The task - Over all lines in the data below, count those holding "correct" and give only the result.

Record excerpts -
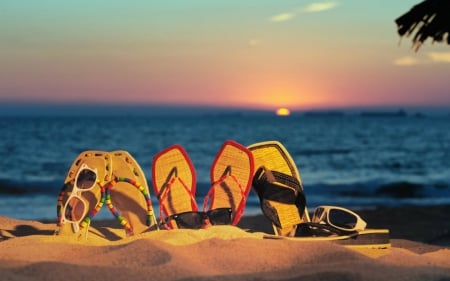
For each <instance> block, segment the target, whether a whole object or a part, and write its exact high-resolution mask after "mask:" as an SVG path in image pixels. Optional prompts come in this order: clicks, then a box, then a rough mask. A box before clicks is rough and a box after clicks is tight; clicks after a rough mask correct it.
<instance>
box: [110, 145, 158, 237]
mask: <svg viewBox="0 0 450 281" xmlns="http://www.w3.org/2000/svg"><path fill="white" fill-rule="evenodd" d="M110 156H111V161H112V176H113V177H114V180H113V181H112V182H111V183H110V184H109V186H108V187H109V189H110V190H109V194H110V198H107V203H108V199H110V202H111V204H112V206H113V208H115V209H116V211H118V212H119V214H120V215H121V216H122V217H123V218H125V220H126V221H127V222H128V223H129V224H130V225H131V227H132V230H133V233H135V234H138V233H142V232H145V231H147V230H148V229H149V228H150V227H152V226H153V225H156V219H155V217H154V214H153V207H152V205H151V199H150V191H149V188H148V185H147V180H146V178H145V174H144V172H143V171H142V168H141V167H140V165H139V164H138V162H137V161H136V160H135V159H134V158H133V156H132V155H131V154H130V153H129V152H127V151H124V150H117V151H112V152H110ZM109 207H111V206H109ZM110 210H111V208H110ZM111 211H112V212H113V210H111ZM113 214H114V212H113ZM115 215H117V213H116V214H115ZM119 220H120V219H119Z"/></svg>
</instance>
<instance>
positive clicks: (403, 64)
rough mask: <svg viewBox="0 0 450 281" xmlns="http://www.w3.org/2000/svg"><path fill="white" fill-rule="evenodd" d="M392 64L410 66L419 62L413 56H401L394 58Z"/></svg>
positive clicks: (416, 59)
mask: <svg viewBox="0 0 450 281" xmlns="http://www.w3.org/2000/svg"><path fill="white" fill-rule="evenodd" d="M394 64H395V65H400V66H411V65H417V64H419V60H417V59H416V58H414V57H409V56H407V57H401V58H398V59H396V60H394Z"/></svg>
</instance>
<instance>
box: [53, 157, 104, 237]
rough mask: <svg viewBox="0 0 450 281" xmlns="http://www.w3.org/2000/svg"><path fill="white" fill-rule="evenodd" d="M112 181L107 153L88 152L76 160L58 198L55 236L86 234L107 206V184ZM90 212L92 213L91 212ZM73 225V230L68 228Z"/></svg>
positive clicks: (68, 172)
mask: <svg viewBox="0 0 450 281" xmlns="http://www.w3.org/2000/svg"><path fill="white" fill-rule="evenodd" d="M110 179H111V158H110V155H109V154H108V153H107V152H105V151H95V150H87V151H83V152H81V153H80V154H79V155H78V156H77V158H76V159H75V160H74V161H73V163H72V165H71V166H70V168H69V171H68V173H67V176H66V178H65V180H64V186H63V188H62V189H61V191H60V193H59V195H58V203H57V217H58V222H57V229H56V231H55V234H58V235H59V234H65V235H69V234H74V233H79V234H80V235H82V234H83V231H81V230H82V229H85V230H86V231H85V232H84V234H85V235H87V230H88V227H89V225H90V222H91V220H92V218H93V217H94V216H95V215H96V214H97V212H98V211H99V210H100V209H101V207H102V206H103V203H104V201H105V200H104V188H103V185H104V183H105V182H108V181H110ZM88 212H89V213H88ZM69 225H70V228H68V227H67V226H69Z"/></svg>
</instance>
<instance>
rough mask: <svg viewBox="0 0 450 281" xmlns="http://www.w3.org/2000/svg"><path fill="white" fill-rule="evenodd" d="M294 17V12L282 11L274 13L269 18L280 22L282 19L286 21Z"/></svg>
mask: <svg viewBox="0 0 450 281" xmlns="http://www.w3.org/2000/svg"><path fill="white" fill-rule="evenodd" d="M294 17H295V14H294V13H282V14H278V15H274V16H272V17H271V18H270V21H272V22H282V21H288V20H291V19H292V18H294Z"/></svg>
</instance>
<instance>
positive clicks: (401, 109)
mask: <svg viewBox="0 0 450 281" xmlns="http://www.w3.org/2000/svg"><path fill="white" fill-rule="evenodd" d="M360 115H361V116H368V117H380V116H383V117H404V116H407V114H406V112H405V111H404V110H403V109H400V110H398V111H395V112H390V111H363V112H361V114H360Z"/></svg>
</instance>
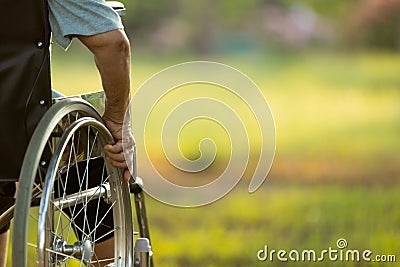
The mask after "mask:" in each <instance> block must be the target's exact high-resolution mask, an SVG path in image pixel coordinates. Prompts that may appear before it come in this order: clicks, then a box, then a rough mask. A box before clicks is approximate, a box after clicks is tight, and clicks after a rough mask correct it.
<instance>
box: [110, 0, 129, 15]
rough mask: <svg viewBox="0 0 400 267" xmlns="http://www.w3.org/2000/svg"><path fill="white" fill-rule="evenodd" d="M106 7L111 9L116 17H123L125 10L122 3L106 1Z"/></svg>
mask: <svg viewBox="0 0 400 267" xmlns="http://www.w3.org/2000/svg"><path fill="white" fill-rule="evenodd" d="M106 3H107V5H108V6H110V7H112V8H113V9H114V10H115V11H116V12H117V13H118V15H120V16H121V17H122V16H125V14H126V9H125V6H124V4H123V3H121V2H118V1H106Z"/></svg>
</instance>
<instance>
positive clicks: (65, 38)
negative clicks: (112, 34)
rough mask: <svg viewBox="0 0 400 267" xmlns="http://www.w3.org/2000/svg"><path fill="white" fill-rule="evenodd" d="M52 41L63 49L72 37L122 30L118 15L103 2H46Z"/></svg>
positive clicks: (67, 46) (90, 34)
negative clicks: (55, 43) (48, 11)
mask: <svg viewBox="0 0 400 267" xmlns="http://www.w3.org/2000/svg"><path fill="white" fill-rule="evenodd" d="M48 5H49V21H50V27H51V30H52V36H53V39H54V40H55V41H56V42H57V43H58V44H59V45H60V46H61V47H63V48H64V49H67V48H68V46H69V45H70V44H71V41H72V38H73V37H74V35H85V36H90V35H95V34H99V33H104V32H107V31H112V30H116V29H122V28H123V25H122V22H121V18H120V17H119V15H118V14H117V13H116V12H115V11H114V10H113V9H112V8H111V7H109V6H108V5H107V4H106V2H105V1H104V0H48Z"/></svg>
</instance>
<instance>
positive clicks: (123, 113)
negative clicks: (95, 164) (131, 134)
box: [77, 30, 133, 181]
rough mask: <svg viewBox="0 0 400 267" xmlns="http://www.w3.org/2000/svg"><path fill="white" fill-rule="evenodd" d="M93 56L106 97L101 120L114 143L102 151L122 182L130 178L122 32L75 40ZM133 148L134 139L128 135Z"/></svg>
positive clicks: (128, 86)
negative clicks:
==
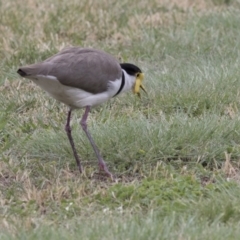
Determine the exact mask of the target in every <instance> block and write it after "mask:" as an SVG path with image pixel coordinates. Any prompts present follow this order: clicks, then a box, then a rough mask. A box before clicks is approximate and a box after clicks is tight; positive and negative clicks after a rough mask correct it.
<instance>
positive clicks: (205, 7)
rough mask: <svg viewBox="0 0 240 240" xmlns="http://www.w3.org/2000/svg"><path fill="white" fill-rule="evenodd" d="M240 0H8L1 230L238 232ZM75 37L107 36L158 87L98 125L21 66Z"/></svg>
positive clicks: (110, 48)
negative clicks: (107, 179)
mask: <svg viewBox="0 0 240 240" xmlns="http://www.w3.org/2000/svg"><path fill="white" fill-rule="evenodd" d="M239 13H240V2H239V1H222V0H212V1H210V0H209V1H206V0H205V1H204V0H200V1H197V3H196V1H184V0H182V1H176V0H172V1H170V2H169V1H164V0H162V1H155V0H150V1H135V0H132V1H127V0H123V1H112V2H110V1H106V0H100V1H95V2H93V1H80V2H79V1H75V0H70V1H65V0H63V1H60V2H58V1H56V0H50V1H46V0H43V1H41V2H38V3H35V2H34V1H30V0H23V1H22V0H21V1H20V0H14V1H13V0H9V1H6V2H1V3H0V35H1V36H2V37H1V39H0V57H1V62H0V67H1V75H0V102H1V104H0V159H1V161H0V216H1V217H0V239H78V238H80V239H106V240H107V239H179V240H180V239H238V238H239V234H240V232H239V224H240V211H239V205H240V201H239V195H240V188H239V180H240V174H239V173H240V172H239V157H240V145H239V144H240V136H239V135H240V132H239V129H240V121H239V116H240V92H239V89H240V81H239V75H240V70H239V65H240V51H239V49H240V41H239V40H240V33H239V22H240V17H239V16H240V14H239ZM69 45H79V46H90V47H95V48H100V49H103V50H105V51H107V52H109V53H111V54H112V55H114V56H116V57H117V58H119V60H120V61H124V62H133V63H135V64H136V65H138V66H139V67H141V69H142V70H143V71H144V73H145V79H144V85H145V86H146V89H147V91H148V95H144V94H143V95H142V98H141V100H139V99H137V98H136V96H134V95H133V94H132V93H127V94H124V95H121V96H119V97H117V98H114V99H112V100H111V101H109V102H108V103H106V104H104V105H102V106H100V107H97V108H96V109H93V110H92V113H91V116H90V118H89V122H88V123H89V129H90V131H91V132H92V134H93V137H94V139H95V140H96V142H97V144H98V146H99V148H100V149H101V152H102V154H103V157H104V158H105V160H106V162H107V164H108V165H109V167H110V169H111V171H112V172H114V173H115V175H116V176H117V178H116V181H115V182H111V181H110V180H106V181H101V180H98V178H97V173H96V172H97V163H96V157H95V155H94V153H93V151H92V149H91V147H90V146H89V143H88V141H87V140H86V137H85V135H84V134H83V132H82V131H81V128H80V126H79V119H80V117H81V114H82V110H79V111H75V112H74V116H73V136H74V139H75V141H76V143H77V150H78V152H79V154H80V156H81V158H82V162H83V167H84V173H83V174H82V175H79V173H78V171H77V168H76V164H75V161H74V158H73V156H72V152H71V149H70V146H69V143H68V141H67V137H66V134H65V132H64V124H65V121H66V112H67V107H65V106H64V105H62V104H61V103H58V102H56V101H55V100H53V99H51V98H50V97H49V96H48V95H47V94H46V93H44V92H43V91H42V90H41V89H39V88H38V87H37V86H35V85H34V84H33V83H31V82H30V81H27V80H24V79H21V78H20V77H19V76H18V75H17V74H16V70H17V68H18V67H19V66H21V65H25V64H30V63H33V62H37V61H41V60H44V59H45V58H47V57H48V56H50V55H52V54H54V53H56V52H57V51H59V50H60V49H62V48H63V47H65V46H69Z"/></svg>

Reply to the exercise - 3